[Object point labels]
— Start —

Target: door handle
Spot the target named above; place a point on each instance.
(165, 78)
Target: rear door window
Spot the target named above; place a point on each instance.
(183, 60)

— End —

- _Given request_
Rewrite all the rows, substituting "occurrence" for each "instance" and leaving everything else unchanged.

- _Reply_
Target: door handle
Spot the target named above; place a point on each occurrence.
(165, 78)
Target: rear door window
Spot the target named above; place a point on each occurrence.
(183, 60)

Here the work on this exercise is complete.